Problem requirements —
Quote, word for word, only the lines running from the line with "Place a point on every instance of the grey" through the end of the listing. Leave out the pictures.

--- Start ---

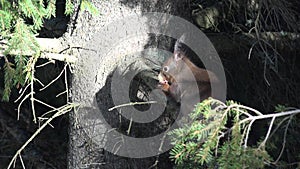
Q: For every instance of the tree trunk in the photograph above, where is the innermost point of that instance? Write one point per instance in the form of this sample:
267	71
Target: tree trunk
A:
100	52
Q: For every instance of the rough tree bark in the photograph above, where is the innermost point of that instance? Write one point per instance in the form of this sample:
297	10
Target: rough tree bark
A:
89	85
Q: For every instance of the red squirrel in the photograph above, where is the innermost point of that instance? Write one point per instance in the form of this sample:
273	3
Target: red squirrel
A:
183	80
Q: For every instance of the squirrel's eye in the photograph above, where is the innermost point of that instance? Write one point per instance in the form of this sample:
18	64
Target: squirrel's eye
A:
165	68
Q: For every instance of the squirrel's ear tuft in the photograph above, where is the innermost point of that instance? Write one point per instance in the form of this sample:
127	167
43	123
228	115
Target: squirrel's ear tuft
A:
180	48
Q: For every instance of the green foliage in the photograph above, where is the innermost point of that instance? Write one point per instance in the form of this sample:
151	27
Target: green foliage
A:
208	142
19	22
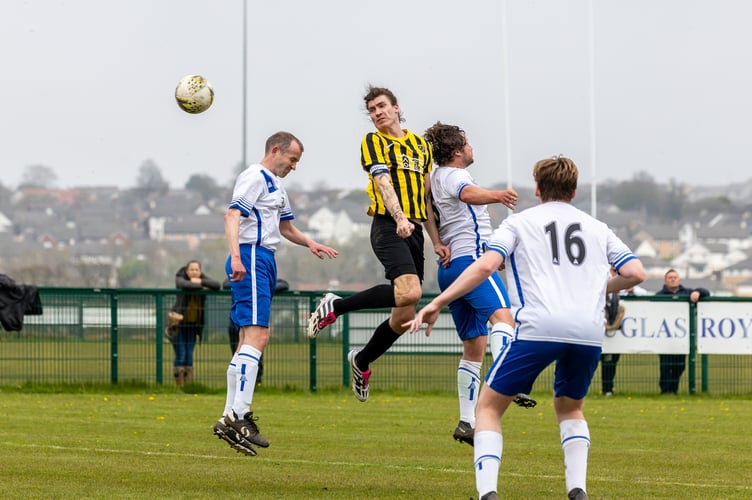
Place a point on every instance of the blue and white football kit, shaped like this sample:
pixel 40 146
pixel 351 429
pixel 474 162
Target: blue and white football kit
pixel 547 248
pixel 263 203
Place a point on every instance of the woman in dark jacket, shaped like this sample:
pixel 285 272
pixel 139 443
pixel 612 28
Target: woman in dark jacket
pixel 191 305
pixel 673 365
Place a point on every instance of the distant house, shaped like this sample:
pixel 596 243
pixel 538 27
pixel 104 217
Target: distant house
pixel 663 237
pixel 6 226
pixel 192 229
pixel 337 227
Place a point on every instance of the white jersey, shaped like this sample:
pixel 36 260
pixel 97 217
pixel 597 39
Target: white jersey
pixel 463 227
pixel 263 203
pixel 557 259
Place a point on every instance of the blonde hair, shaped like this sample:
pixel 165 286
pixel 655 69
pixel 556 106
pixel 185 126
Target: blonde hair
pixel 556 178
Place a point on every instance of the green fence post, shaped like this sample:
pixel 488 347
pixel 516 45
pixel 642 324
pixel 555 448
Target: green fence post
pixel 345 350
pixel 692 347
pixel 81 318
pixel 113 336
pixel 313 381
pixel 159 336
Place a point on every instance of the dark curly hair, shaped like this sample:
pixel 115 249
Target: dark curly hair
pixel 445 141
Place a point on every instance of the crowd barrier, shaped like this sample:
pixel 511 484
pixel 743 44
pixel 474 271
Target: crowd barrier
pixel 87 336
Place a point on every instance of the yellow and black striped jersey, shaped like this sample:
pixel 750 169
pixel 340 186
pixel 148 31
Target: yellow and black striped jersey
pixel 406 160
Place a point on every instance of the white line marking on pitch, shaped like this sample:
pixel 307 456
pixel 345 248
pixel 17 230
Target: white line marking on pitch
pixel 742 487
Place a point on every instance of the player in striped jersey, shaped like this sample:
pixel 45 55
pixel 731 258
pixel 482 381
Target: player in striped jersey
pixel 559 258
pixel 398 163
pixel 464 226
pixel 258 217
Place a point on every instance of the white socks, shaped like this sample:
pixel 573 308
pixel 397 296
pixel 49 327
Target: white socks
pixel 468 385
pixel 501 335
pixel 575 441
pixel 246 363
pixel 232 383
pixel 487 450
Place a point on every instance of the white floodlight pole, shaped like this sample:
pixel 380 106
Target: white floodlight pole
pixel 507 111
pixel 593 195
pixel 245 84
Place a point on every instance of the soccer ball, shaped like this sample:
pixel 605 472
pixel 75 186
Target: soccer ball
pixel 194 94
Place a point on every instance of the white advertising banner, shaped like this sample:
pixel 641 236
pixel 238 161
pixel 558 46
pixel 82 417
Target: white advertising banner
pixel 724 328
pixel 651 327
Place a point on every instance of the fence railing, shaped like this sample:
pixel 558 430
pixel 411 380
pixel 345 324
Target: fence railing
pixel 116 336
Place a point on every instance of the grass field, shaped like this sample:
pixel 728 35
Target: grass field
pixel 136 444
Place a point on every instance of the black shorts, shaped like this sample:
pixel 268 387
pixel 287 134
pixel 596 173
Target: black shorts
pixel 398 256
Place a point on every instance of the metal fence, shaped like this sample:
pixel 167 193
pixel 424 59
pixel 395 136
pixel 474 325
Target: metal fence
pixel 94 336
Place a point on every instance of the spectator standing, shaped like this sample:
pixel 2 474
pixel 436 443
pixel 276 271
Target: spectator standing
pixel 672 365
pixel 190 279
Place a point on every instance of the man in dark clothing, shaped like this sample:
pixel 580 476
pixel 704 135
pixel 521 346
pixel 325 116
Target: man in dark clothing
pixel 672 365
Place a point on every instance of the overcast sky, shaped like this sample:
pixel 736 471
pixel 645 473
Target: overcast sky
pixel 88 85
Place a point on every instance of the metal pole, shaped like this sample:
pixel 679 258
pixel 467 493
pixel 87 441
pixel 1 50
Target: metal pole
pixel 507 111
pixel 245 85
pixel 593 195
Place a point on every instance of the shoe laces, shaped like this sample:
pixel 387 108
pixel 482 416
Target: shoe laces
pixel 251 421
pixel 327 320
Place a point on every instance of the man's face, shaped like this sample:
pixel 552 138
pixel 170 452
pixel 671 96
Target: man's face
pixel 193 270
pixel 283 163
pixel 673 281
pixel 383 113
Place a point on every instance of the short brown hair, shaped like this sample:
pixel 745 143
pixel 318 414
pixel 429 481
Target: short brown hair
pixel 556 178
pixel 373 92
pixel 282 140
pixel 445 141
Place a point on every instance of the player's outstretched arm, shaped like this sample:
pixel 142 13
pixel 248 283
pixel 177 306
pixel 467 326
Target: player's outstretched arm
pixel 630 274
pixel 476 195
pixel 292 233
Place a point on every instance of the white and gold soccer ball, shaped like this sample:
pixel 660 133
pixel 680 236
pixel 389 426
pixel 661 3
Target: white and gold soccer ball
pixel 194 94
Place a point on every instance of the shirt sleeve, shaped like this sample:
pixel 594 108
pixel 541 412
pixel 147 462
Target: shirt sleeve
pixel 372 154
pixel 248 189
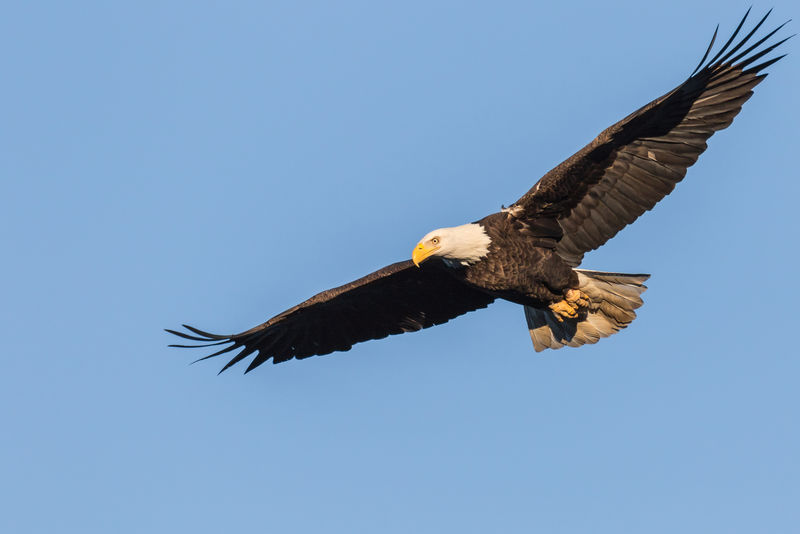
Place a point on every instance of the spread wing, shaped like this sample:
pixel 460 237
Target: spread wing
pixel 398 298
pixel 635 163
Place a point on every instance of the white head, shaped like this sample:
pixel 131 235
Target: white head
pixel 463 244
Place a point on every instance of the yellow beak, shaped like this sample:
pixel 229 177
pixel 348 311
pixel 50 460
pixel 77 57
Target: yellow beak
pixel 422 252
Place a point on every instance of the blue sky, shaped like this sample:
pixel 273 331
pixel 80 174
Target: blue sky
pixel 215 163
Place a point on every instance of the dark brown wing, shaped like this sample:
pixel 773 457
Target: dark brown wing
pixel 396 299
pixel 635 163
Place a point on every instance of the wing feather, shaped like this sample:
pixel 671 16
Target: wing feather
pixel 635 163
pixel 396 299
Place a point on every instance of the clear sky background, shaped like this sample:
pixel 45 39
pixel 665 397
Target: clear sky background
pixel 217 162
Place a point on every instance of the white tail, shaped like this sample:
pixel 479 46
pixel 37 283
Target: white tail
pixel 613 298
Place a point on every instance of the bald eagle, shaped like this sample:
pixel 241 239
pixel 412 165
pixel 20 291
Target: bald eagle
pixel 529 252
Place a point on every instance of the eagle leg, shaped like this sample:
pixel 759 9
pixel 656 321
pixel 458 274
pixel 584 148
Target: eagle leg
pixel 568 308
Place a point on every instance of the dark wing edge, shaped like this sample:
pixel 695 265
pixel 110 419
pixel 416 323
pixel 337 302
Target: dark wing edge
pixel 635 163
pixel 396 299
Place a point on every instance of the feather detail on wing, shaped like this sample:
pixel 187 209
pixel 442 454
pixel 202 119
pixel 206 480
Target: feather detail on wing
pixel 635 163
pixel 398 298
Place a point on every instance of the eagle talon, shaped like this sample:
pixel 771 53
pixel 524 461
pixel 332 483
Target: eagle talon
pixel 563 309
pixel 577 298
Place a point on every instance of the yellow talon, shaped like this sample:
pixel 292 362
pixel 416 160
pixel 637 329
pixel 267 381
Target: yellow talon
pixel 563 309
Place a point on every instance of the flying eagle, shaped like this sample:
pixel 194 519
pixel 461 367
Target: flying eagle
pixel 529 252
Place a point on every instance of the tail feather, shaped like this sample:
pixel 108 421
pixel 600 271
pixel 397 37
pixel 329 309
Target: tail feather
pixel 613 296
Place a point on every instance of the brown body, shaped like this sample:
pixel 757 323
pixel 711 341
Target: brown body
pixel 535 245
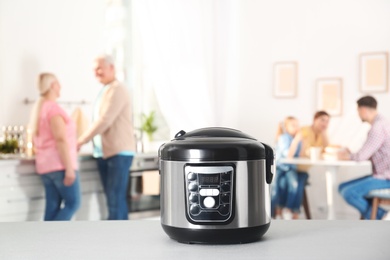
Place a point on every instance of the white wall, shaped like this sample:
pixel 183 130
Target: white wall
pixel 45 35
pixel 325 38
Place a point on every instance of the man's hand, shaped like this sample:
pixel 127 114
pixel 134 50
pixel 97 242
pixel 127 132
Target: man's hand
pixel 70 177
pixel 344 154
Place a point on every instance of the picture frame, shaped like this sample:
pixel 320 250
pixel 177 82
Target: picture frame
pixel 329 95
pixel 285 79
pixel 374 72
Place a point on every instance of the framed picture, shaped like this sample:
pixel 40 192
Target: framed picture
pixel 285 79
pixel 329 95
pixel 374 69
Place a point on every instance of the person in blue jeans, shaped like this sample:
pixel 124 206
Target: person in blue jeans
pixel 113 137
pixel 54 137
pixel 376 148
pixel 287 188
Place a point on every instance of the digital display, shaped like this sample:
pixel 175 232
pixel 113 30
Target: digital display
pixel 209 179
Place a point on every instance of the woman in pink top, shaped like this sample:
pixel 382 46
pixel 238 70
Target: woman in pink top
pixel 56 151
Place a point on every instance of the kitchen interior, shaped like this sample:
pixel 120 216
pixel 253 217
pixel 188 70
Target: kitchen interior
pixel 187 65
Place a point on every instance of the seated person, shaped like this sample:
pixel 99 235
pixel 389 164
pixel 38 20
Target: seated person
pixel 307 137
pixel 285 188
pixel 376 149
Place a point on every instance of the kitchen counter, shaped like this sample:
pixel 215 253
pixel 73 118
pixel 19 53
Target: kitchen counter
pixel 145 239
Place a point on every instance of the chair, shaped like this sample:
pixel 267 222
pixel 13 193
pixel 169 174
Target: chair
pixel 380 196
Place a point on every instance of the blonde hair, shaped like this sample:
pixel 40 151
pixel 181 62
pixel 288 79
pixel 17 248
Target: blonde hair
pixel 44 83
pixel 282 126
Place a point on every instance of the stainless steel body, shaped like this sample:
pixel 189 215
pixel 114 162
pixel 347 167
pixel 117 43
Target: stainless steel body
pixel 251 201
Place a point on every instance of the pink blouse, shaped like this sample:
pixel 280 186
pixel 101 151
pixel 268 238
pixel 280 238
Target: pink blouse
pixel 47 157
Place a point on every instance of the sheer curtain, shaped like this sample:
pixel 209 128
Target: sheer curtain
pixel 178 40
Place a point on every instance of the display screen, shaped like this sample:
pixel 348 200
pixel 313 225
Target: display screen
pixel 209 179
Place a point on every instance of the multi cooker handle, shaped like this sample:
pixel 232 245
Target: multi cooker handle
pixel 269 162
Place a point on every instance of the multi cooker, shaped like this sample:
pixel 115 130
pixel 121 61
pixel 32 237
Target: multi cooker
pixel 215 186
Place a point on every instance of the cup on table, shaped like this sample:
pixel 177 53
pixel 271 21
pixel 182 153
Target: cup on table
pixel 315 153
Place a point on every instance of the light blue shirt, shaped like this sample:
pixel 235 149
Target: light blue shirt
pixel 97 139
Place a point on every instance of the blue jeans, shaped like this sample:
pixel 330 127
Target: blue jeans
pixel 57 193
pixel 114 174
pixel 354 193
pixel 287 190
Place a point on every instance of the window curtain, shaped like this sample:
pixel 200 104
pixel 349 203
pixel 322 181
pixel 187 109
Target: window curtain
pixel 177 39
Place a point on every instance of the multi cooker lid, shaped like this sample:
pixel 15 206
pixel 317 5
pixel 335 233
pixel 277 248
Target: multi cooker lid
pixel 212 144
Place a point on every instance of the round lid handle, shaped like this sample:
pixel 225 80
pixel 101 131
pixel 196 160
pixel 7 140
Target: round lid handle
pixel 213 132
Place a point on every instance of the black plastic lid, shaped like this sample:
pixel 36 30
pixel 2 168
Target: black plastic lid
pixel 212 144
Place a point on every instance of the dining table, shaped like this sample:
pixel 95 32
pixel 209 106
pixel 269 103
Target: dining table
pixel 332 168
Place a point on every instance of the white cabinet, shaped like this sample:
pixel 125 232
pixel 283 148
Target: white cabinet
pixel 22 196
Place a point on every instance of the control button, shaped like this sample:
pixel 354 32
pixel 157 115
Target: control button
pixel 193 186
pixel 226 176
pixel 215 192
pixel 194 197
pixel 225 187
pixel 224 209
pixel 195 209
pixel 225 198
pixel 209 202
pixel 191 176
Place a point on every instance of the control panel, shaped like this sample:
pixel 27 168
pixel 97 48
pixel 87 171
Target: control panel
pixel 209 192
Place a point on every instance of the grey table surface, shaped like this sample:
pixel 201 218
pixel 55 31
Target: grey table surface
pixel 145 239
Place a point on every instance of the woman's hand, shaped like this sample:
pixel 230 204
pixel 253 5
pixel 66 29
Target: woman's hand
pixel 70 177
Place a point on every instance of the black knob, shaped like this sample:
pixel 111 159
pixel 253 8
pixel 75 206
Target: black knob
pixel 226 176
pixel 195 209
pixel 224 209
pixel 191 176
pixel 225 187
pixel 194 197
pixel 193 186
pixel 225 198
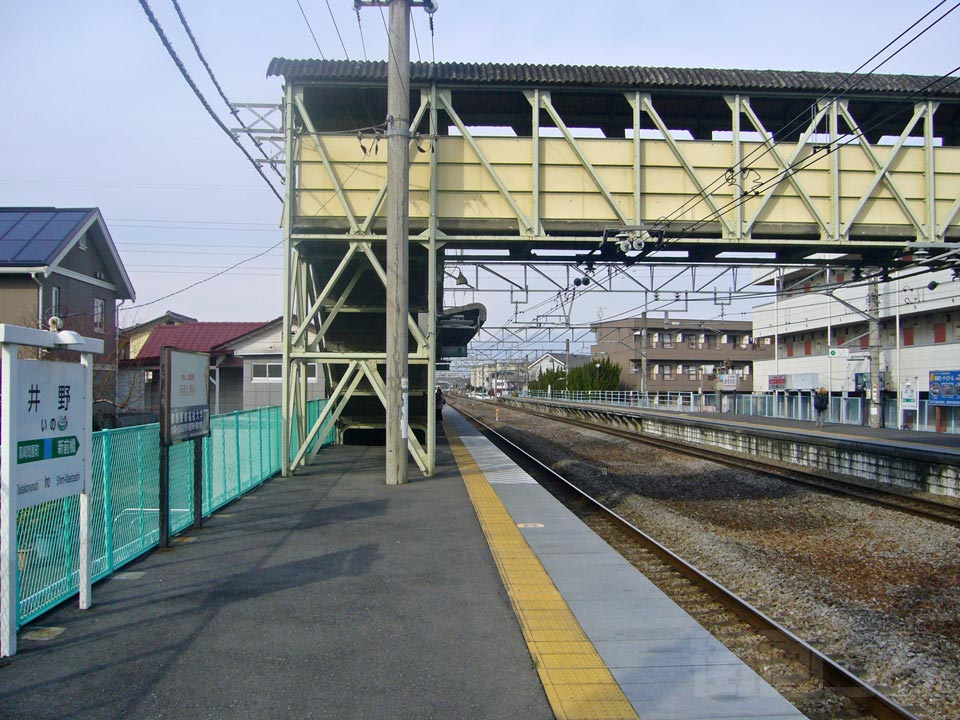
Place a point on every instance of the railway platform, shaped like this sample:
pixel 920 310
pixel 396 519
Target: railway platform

--- End ---

Output for this task —
Place a point on every instance of the grey table surface, shaped like this sample:
pixel 201 218
pixel 55 31
Target: grey table surface
pixel 145 239
Place a point on every instance of the woman's hand, shaped like this sample:
pixel 230 204
pixel 253 5
pixel 66 29
Target: woman's hand
pixel 70 177
Place a point on every instance of the black knob, shaped like this sample:
pixel 111 159
pixel 253 8
pixel 75 206
Target: black knob
pixel 226 176
pixel 195 209
pixel 224 209
pixel 191 176
pixel 225 187
pixel 194 197
pixel 193 186
pixel 225 198
Place a point on every instance of the railway platform, shaped like this sample:
pixel 920 310
pixel 396 519
Target: railway platform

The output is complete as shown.